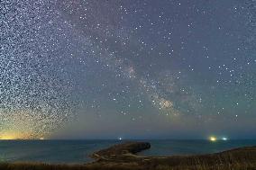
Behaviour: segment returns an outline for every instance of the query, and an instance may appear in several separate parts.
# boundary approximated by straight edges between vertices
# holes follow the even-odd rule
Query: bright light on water
[[[227,138],[224,137],[222,139],[223,139],[223,140],[227,140]]]
[[[210,137],[210,140],[211,140],[211,141],[216,141],[217,139],[216,139],[216,137]]]

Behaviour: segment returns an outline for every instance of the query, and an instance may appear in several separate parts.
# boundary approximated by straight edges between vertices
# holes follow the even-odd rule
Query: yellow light
[[[14,140],[16,139],[16,136],[14,134],[3,134],[0,136],[1,140]]]
[[[216,139],[216,137],[210,137],[210,140],[211,140],[211,141],[216,141],[217,139]]]

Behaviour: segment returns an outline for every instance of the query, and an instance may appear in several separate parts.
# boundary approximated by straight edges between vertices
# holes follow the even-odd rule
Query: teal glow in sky
[[[0,131],[255,138],[255,1],[0,2]]]

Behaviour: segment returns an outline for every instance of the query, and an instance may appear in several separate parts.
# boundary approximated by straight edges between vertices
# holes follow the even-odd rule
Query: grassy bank
[[[96,152],[94,163],[47,165],[0,163],[0,170],[256,170],[256,147],[217,154],[187,157],[141,157],[135,152],[149,148],[142,143],[122,144]]]

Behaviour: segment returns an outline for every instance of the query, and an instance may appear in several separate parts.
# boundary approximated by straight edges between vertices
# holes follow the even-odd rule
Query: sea
[[[0,162],[43,162],[83,164],[93,161],[95,151],[125,140],[0,140]],[[129,140],[131,141],[131,140]],[[138,140],[136,140],[138,141]],[[142,156],[185,156],[217,153],[232,148],[256,146],[256,139],[244,140],[139,140],[151,148]]]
::::::::
AIM OF THE EXERCISE:
Write out again every line of the items in the stretch from the start through the line containing "[[[227,138],[224,137],[222,139],[223,139],[223,140],[227,140]]]". Adjust each coordinate in the outlines by -77, and omit the pictures.

EXERCISE RESULT:
Behaviour: segment returns an outline for every instance of the query, and an instance may appear in several separate parts.
# boundary approximated by straight edges between vertices
# holes follow the even-odd rule
Query: bright light on water
[[[150,61],[147,60],[145,62],[146,62],[146,63],[150,63]]]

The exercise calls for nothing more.